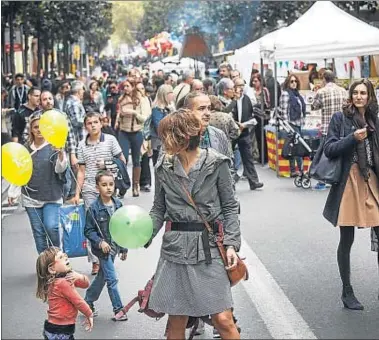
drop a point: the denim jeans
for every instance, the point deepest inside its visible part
(106, 274)
(89, 198)
(41, 219)
(237, 159)
(132, 140)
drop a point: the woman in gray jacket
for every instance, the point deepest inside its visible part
(191, 279)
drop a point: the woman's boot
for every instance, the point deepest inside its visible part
(349, 300)
(136, 179)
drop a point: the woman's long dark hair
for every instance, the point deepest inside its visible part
(371, 113)
(287, 82)
(135, 95)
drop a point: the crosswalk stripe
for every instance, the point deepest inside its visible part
(9, 208)
(282, 319)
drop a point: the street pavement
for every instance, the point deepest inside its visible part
(293, 292)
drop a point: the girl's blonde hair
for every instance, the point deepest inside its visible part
(161, 98)
(32, 119)
(44, 277)
(176, 129)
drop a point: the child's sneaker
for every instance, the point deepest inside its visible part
(120, 316)
(320, 186)
(94, 310)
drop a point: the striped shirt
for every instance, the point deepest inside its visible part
(330, 99)
(90, 154)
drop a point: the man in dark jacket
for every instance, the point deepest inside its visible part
(270, 84)
(21, 117)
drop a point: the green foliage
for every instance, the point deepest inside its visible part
(60, 20)
(126, 17)
(157, 17)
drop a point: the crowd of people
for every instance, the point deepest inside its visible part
(198, 133)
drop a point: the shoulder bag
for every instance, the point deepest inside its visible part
(239, 272)
(326, 169)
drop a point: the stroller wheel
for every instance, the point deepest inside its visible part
(306, 183)
(297, 181)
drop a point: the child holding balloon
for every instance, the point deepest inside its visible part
(97, 231)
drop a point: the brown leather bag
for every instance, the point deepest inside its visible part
(239, 272)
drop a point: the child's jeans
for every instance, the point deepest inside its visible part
(106, 274)
(54, 336)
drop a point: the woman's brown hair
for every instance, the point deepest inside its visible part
(372, 103)
(135, 95)
(176, 129)
(33, 118)
(255, 76)
(44, 277)
(287, 82)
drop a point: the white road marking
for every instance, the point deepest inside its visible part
(9, 208)
(5, 215)
(282, 319)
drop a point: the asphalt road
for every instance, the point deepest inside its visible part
(294, 290)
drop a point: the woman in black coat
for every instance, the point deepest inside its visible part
(354, 201)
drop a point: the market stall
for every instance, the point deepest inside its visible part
(348, 39)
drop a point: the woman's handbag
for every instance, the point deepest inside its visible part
(326, 169)
(239, 272)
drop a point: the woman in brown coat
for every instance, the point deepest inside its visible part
(354, 201)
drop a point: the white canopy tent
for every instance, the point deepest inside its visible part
(326, 31)
(246, 56)
(342, 37)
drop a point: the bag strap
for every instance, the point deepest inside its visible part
(210, 230)
(342, 130)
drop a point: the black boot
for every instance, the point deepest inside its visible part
(349, 300)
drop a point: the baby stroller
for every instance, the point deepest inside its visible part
(297, 146)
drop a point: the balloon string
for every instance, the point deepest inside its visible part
(43, 225)
(87, 206)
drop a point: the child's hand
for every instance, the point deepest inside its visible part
(74, 276)
(88, 324)
(105, 247)
(123, 256)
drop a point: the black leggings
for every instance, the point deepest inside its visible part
(343, 252)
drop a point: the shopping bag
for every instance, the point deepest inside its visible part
(72, 220)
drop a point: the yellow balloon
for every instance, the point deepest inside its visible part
(54, 128)
(16, 163)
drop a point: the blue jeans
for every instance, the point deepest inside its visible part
(43, 218)
(106, 274)
(237, 159)
(132, 140)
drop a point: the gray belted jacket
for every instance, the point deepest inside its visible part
(213, 194)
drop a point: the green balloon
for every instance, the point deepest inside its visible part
(131, 227)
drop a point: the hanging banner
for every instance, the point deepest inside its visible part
(17, 40)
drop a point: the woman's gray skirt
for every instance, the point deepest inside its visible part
(192, 290)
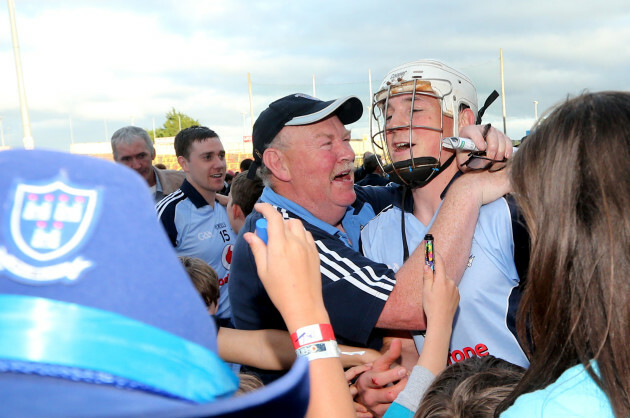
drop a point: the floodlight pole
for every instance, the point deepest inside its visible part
(26, 123)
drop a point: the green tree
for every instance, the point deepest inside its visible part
(175, 121)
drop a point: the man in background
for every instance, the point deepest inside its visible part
(133, 147)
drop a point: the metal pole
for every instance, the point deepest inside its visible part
(26, 123)
(71, 133)
(2, 130)
(503, 92)
(251, 107)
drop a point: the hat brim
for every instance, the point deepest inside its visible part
(30, 395)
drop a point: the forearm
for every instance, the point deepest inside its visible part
(356, 356)
(403, 309)
(455, 223)
(435, 348)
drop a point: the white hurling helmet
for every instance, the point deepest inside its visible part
(432, 78)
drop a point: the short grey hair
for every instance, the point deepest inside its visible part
(128, 135)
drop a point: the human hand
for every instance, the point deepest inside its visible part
(440, 296)
(378, 388)
(495, 143)
(351, 374)
(288, 267)
(485, 186)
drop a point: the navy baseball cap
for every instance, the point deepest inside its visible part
(296, 110)
(97, 314)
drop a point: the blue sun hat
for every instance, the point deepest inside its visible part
(97, 315)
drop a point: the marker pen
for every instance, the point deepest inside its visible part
(261, 229)
(428, 251)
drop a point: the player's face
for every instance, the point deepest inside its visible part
(320, 161)
(137, 157)
(205, 167)
(424, 142)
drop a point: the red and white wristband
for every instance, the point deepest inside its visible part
(315, 342)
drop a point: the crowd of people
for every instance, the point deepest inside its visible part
(520, 311)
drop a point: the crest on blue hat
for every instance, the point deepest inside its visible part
(47, 224)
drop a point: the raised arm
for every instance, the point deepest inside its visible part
(289, 270)
(455, 224)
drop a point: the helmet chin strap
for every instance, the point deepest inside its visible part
(402, 172)
(417, 172)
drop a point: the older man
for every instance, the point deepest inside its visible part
(133, 147)
(305, 159)
(196, 225)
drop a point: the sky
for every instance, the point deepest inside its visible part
(91, 67)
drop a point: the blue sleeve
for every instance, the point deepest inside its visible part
(251, 307)
(167, 218)
(396, 410)
(378, 197)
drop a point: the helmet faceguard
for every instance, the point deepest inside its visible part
(453, 90)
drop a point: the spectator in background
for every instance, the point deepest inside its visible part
(244, 166)
(373, 172)
(133, 147)
(359, 173)
(244, 193)
(205, 279)
(195, 224)
(227, 183)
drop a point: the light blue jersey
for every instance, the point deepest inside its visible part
(487, 302)
(199, 230)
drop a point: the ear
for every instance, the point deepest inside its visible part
(466, 117)
(275, 161)
(183, 163)
(237, 212)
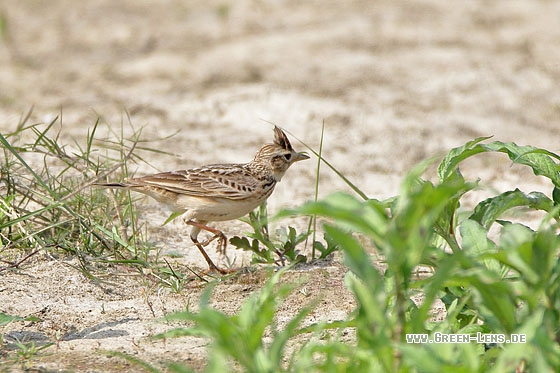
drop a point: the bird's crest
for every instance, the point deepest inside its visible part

> AIM OF THE EXERCISE
The answer should match the material exactly, with every picture removed.

> ANSWER BOX
drop a point: the denim jeans
for every instance, the point deepest inside its visible part
(106, 274)
(89, 198)
(41, 219)
(237, 159)
(132, 140)
drop a point: the woman in gray jacket
for every instance, the point deepest inside its visible part
(191, 279)
drop a point: the woman's boot
for every instance, the point deepest inside its visible part
(349, 300)
(136, 179)
drop a point: the woman's long dark hair
for every instance, the point deepest inside its visible part
(371, 113)
(287, 82)
(135, 95)
drop a point: the crosswalk stripe
for every instance, the point deepest inside its visible part
(9, 208)
(282, 319)
drop a point: the street pavement
for every instance, the point deepest inside its visible part
(293, 292)
drop a point: the girl's blonde hair
for every instance, the point deepest inside its visible part
(161, 98)
(32, 119)
(44, 277)
(176, 129)
drop a point: the child's sneaker
for every instance, the point deepest inside its visible part
(120, 316)
(320, 186)
(94, 310)
drop a point: the striped shirt
for every instance, the point deepest inside its visible part
(330, 99)
(90, 154)
drop a point: the man in dark jacket
for every instance, the point deepest inside its visible part
(270, 84)
(21, 117)
drop a point: the green foliage
for every instance, the point deepest inside its visible part
(60, 20)
(126, 17)
(157, 17)
drop a point: the crowd of people
for every instance, the point deepest inside its visible part
(198, 133)
drop a point: the shoulder bag
for every instance, the point deepest inside its visible part
(239, 272)
(326, 169)
drop a point: the stroller wheel
for every instance, the point deepest inside its visible part
(306, 183)
(297, 181)
drop a point: the child holding balloon
for every instance, the point deepest inside its visible part
(97, 231)
drop a point: the brown leather bag
for every instance, the point deepest inside its visible part
(239, 272)
drop a point: the child's jeans
for every instance, the point deepest inside its visible part
(106, 274)
(54, 336)
drop a point: the woman's brown hair
for every instance, the point deepest inside its visible part
(372, 103)
(135, 95)
(176, 129)
(33, 118)
(255, 76)
(44, 277)
(287, 82)
drop a point: the white road marking
for every instance, the point deepest inside its visible part
(9, 208)
(5, 215)
(282, 319)
drop a point: the asphalt road
for every instance, the point deepest inside its visible part
(294, 290)
drop a point: the woman in black coat
for every instance, the point deepest inside its visible part
(354, 201)
drop a point: the market stall
for every instance, the point deepest inside its visible part
(348, 39)
drop a point: the woman's handbag
for every instance, the point deepest inside its visible part
(326, 169)
(239, 272)
drop a point: the woman in brown coat
for every instance, the point deepest inside its visible part
(354, 201)
drop a point: the white canopy tent
for every instance, the point deepest inside its visible part
(326, 31)
(246, 56)
(342, 37)
drop a point: the bag strap
for every instance, the point deepest inside its visible part
(210, 230)
(342, 130)
drop a point: the black boot
for every instance, the point deepest inside its visible part
(349, 300)
drop a point: the baby stroller
for every instance, the point deepest inside its visible part
(297, 146)
drop a point: the balloon string
for every instance, the point deepest inside its visible part
(43, 225)
(87, 206)
drop a point: the child's hand
for every instance, the point deepest inside its visible part
(74, 276)
(88, 324)
(105, 247)
(123, 256)
drop a point: the black leggings
for every instance, the point deepest inside its visible part
(343, 252)
drop a point: the shopping bag
for every instance, the point deepest inside its visible part
(72, 220)
drop a point: the yellow balloon
for every instance, the point deepest inside its visible part
(54, 128)
(16, 163)
drop a point: the blue jeans
for every instance, the point deepest inside its visible part
(43, 218)
(106, 274)
(237, 159)
(132, 140)
drop a point: the gray belted jacket
for every instance, the point deepest inside its visible part
(213, 194)
drop a point: the green balloon
for every instance, the point deepest inside its visible part
(131, 227)
drop a point: the hanging banner
for every instance, the point deepest inside its visible part
(17, 40)
drop a point: the woman's gray skirt
for every instance, the point deepest inside its visible part
(192, 290)
drop a point: the floodlight pole
for every instance, the point deepest inside its visible part
(26, 123)
drop a point: the green tree
for every instance, the point deepest inside its visible part
(175, 121)
drop a point: the man in background
for every instance, the point deepest inside its visible part
(133, 147)
drop a point: the metal pole
for every instance, the point deepest inside its visible part
(26, 123)
(71, 133)
(2, 130)
(503, 92)
(251, 107)
drop a point: the hat brim
for every instance, the point deepest inside its visible part
(30, 395)
drop a point: the forearm
for every instance, the point deepest inside its visible part
(356, 356)
(403, 309)
(455, 223)
(435, 348)
drop a point: the white hurling helmet
for every instance, the point deepest inside its visible part
(432, 78)
drop a point: the short grey hair
for every instance, the point deepest inside its visible part
(128, 135)
drop a point: the human hand
for every instance, the point deepest inside its visible part
(440, 296)
(378, 388)
(495, 143)
(351, 374)
(288, 267)
(485, 186)
drop a point: the navy baseball cap
for every instance, the point deepest inside its visible part
(296, 110)
(97, 314)
drop a point: the blue sun hat
for every instance, the point deepest inside its visible part
(97, 315)
drop a point: the marker pen
for every instance, the point deepest inside its visible part
(261, 229)
(428, 251)
drop a point: the player's face
for every instance, the point deepest inside its visible part
(320, 161)
(137, 157)
(205, 167)
(424, 142)
drop a point: the red and white wristband
for every instance, the point deepest inside its visible part
(315, 342)
drop a point: the crowd of people
for every instance, the point deepest inside its visible part
(520, 311)
drop a point: the crest on blue hat
for every instance, the point deepest inside its visible part
(47, 224)
drop a point: the raised arm
for every instance, the point deepest inside its visible part
(289, 270)
(455, 224)
drop a point: the helmet chin strap
for every instance, the point deepest inside its visible part
(402, 172)
(417, 172)
drop a point: the older man
for every instance, the point deepest inside its visible part
(133, 147)
(305, 159)
(196, 225)
drop a point: the sky
for every instance, the point deepest inside its visible part
(91, 67)
drop a point: the blue sleeve
for every instance, the point deepest inside its visible part
(251, 307)
(167, 218)
(396, 410)
(378, 197)
drop a point: the helmet faceguard
for every instance, the point deepest inside its visible part
(453, 90)
drop a point: the spectator in background
for every instance, the point deepest inside its visible part
(244, 166)
(373, 172)
(133, 147)
(359, 173)
(244, 193)
(205, 279)
(195, 224)
(227, 183)
drop a point: the light blue jersey
for every instance, the point deepest inside its visible part
(487, 302)
(199, 230)
drop a point: the ear
for every instance, the point deepest inside its visible part
(466, 117)
(275, 161)
(183, 163)
(237, 212)
drop a point: the bird's crest
for every instance, the point deepest inside its visible part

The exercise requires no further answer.